# [EXERCISE DETAILS]
Report how many lines of the records below contain the string "melting", matching case exactly. Give only the number.

* BEGIN *

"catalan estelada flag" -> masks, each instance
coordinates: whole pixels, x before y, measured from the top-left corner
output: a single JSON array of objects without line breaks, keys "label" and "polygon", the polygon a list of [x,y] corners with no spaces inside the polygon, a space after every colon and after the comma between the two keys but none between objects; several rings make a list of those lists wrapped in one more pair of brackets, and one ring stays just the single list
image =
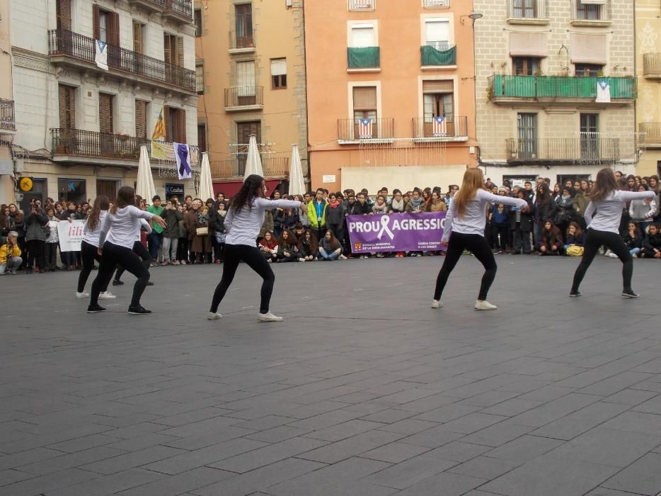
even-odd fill
[{"label": "catalan estelada flag", "polygon": [[151,133],[152,140],[165,140],[165,120],[163,118],[163,108],[156,119],[156,124],[154,126],[154,133]]}]

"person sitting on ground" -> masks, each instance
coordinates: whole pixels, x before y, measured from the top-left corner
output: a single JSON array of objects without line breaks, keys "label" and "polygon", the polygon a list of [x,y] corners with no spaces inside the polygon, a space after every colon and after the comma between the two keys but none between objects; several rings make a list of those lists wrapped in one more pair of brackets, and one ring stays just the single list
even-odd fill
[{"label": "person sitting on ground", "polygon": [[558,255],[563,246],[563,235],[560,230],[553,225],[551,220],[544,222],[539,242],[539,252],[541,255]]},{"label": "person sitting on ground", "polygon": [[4,274],[16,274],[23,264],[21,248],[18,247],[18,233],[9,231],[7,242],[0,247],[0,276]]}]

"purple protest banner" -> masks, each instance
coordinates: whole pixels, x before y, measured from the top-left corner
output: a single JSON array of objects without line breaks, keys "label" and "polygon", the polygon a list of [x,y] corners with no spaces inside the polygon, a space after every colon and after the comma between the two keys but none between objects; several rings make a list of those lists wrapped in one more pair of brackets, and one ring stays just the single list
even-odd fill
[{"label": "purple protest banner", "polygon": [[353,253],[441,249],[444,212],[347,215]]}]

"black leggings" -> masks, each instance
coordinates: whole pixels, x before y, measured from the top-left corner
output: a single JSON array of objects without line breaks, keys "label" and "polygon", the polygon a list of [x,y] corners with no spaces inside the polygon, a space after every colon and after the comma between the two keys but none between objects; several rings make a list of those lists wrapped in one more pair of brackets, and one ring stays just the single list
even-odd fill
[{"label": "black leggings", "polygon": [[489,243],[484,236],[480,235],[464,235],[461,232],[452,232],[450,235],[449,242],[447,245],[447,252],[445,254],[445,260],[441,267],[436,279],[436,291],[434,292],[434,299],[440,300],[443,288],[447,283],[447,278],[459,261],[464,250],[471,252],[476,258],[482,262],[484,266],[484,275],[482,276],[482,283],[480,285],[480,294],[478,300],[486,300],[489,288],[491,287],[495,278],[498,266]]},{"label": "black leggings", "polygon": [[[78,292],[82,293],[85,289],[85,284],[87,283],[87,278],[92,272],[94,267],[94,261],[100,263],[101,257],[98,254],[98,248],[93,244],[90,244],[86,241],[81,242],[81,255],[83,257],[83,269],[81,270],[80,275],[78,276]],[[104,286],[101,286],[101,293],[108,291],[108,281]]]},{"label": "black leggings", "polygon": [[260,313],[268,312],[269,303],[271,300],[271,294],[273,293],[273,284],[275,282],[275,276],[270,266],[261,254],[261,250],[255,247],[249,247],[246,244],[226,244],[225,260],[223,264],[223,276],[211,302],[211,311],[215,313],[218,311],[218,305],[227,292],[227,288],[232,283],[234,274],[238,262],[243,260],[248,267],[257,272],[264,281],[262,283],[261,301],[259,305]]},{"label": "black leggings", "polygon": [[121,265],[137,278],[133,286],[133,297],[131,306],[140,305],[140,297],[149,282],[149,271],[144,266],[142,260],[136,255],[133,250],[117,246],[108,242],[103,244],[103,254],[98,268],[98,274],[92,283],[92,293],[90,295],[90,305],[98,305],[98,295],[101,288],[108,287],[108,283],[113,276],[113,272],[117,265]]},{"label": "black leggings", "polygon": [[604,245],[617,255],[622,261],[622,281],[624,283],[624,289],[631,289],[631,278],[633,276],[633,257],[629,252],[624,242],[619,235],[607,231],[597,231],[594,229],[587,230],[587,236],[585,237],[585,245],[583,250],[583,257],[580,264],[574,273],[574,282],[572,284],[572,293],[578,292],[578,286],[585,276],[587,268],[592,263],[594,257],[599,252],[599,247]]}]

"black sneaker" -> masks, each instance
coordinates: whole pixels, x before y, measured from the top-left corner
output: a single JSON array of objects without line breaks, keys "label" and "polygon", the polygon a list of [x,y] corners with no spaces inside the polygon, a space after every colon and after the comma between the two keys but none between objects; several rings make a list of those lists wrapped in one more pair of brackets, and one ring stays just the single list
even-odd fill
[{"label": "black sneaker", "polygon": [[129,313],[132,315],[146,315],[151,313],[151,310],[144,308],[142,305],[139,305],[137,307],[129,307]]}]

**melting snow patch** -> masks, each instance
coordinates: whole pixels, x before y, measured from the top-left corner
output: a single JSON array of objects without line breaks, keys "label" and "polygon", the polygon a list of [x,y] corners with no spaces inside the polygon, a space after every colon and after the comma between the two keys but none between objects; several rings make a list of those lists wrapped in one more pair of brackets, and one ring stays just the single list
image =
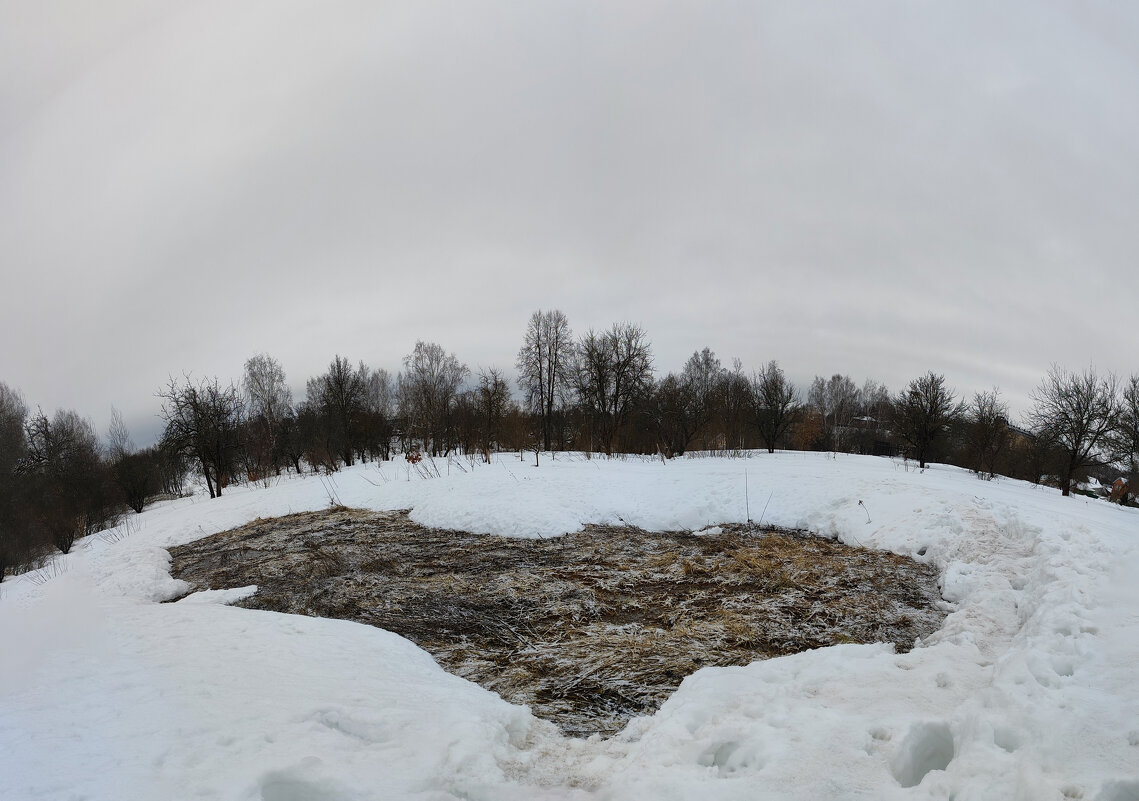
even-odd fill
[{"label": "melting snow patch", "polygon": [[894,754],[891,770],[903,787],[921,784],[931,770],[944,770],[953,761],[953,735],[943,722],[915,724]]}]

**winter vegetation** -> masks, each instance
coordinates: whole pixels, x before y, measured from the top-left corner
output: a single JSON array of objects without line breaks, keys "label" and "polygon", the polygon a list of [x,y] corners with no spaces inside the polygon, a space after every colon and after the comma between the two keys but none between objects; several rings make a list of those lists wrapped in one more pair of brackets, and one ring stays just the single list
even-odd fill
[{"label": "winter vegetation", "polygon": [[[2,795],[1125,801],[1139,793],[1136,509],[1030,482],[980,481],[944,464],[923,471],[901,457],[557,452],[538,467],[524,457],[398,455],[331,474],[282,469],[268,487],[231,483],[220,498],[203,489],[156,501],[9,578],[0,586]],[[371,536],[396,538],[407,559],[370,564],[399,554],[362,553],[369,540],[347,523],[367,515],[328,514],[336,504],[387,515],[396,530]],[[860,557],[785,557],[784,538],[769,550],[732,537],[753,531],[746,521],[761,515],[764,526],[816,532],[808,541],[820,547],[836,540],[931,569],[940,627],[901,645],[875,634],[888,623],[868,588],[849,581]],[[407,518],[413,525],[404,528]],[[282,520],[296,524],[292,536]],[[248,539],[215,550],[215,534]],[[457,542],[467,547],[444,549]],[[200,589],[200,573],[185,574],[192,583],[172,578],[171,553],[188,569],[187,545],[216,554],[226,582]],[[538,558],[559,549],[572,562]],[[626,550],[641,551],[638,561]],[[480,570],[483,551],[517,567],[513,583],[493,559],[493,570]],[[300,554],[308,558],[290,562]],[[620,569],[603,575],[614,558]],[[467,567],[437,570],[440,562]],[[531,570],[549,580],[533,581]],[[559,583],[566,571],[596,574],[598,603]],[[416,575],[424,583],[410,585]],[[333,578],[321,585],[321,577]],[[310,579],[314,591],[288,607],[302,614],[265,611],[282,586]],[[761,592],[764,582],[778,592]],[[410,620],[420,628],[409,635],[434,637],[425,645],[437,661],[383,624],[309,616],[343,612],[361,588],[360,614]],[[689,620],[689,602],[713,588],[731,605]],[[437,614],[421,615],[433,599]],[[505,614],[539,602],[580,618],[530,631]],[[228,605],[237,603],[254,608]],[[638,603],[645,618],[634,628]],[[764,614],[753,614],[759,608]],[[421,616],[457,636],[428,630]],[[503,624],[517,637],[495,669],[474,651],[497,622],[503,637]],[[842,628],[828,632],[835,623],[862,627],[874,641],[844,641]],[[820,639],[788,653],[788,635]],[[759,652],[751,663],[697,662],[740,646]],[[771,646],[785,655],[763,659]],[[618,652],[623,663],[612,661]],[[543,680],[557,675],[543,667],[552,661],[564,678],[542,697]],[[444,668],[497,681],[503,694],[532,671],[546,709],[509,703]],[[661,686],[679,687],[616,734],[566,736],[549,714],[575,695],[595,696],[595,678],[623,678],[623,693],[655,690],[654,668],[675,677]]]},{"label": "winter vegetation", "polygon": [[[335,355],[294,399],[284,367],[255,354],[236,382],[189,375],[157,391],[161,442],[136,448],[115,412],[100,441],[71,409],[32,410],[0,383],[0,579],[33,567],[192,480],[220,497],[285,473],[333,474],[358,461],[497,451],[731,456],[752,449],[900,456],[1055,487],[1089,479],[1132,502],[1139,455],[1139,375],[1052,366],[1017,425],[999,389],[972,400],[929,371],[891,393],[872,378],[817,376],[805,393],[777,361],[748,371],[710,349],[657,376],[648,334],[616,322],[574,336],[558,310],[523,332],[511,387],[495,367],[474,373],[456,353],[417,342],[391,374]],[[513,390],[517,390],[514,392]],[[1118,488],[1117,488],[1118,489]],[[1095,490],[1089,490],[1095,491]],[[1106,490],[1105,490],[1106,492]]]}]

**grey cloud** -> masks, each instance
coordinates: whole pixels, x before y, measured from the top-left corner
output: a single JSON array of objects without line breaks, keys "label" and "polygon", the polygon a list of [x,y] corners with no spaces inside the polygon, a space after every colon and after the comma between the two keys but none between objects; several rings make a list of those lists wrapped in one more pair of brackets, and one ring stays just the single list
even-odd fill
[{"label": "grey cloud", "polygon": [[0,3],[0,378],[100,427],[549,306],[662,370],[1139,369],[1130,7],[63,6]]}]

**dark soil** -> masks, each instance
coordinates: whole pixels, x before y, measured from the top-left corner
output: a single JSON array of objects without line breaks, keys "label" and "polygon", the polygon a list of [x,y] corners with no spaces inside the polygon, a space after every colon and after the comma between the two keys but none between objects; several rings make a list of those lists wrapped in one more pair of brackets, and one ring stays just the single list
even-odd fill
[{"label": "dark soil", "polygon": [[394,631],[580,736],[652,713],[705,665],[837,643],[908,651],[941,626],[932,567],[802,532],[722,528],[519,540],[338,508],[173,548],[172,573],[197,589],[257,585],[239,604],[249,608]]}]

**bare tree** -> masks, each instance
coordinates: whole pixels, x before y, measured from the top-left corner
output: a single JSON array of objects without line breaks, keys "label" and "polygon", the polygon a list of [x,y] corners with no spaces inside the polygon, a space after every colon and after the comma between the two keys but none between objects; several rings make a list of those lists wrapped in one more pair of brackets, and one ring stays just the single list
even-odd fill
[{"label": "bare tree", "polygon": [[816,376],[806,400],[822,414],[831,450],[850,450],[850,425],[861,404],[861,393],[854,381],[837,373],[829,379]]},{"label": "bare tree", "polygon": [[478,411],[480,446],[483,458],[491,460],[491,450],[498,443],[502,420],[510,403],[510,387],[502,374],[493,367],[478,371],[478,387],[475,391]]},{"label": "bare tree", "polygon": [[158,464],[153,450],[136,450],[123,415],[114,407],[107,428],[107,461],[123,500],[136,513],[141,513],[147,499],[161,488]]},{"label": "bare tree", "polygon": [[752,384],[744,374],[744,362],[731,360],[731,369],[722,370],[716,383],[715,415],[723,428],[723,447],[745,447],[744,434],[752,416]]},{"label": "bare tree", "polygon": [[192,383],[174,378],[158,392],[165,447],[198,463],[211,498],[220,498],[238,465],[245,403],[237,387],[218,378]]},{"label": "bare tree", "polygon": [[1060,491],[1067,496],[1079,474],[1111,458],[1118,420],[1118,379],[1099,376],[1093,367],[1070,373],[1052,365],[1031,393],[1026,420],[1036,436],[1063,453]]},{"label": "bare tree", "polygon": [[965,424],[965,449],[973,472],[986,479],[997,475],[997,459],[1008,441],[1008,403],[1001,400],[1000,390],[974,393]]},{"label": "bare tree", "polygon": [[798,391],[787,381],[778,361],[769,361],[752,379],[752,408],[755,426],[775,453],[779,442],[798,417]]},{"label": "bare tree", "polygon": [[634,404],[653,384],[653,350],[645,329],[614,324],[601,334],[590,330],[576,348],[574,390],[606,453],[613,453]]},{"label": "bare tree", "polygon": [[24,398],[0,382],[0,581],[9,567],[24,563],[35,547],[19,475],[27,457],[26,418]]},{"label": "bare tree", "polygon": [[1132,490],[1139,487],[1139,375],[1123,385],[1115,431],[1115,457],[1126,466]]},{"label": "bare tree", "polygon": [[541,422],[546,450],[551,446],[555,410],[570,386],[573,346],[570,321],[559,310],[535,311],[530,316],[515,367],[526,407]]},{"label": "bare tree", "polygon": [[911,381],[894,399],[895,431],[923,469],[960,416],[961,406],[945,387],[945,376],[932,371]]},{"label": "bare tree", "polygon": [[59,550],[104,528],[114,516],[114,493],[100,458],[95,426],[69,409],[49,419],[38,410],[25,425],[24,472],[36,496],[35,517]]},{"label": "bare tree", "polygon": [[337,354],[328,370],[305,385],[306,401],[323,417],[329,456],[339,457],[345,466],[354,464],[353,453],[360,440],[360,417],[364,408],[364,376]]},{"label": "bare tree", "polygon": [[363,408],[360,414],[360,453],[374,459],[391,458],[394,433],[395,386],[385,369],[370,369],[362,361],[357,370],[363,382]]},{"label": "bare tree", "polygon": [[279,439],[286,418],[293,412],[293,391],[285,381],[285,369],[268,353],[257,353],[245,361],[241,378],[248,425],[246,456],[251,474],[264,475],[269,469],[280,474]]},{"label": "bare tree", "polygon": [[417,439],[433,456],[450,450],[451,412],[469,370],[453,353],[434,342],[416,342],[403,357],[399,379],[400,415],[405,435]]}]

* END *

# [WRITTEN RESPONSE]
2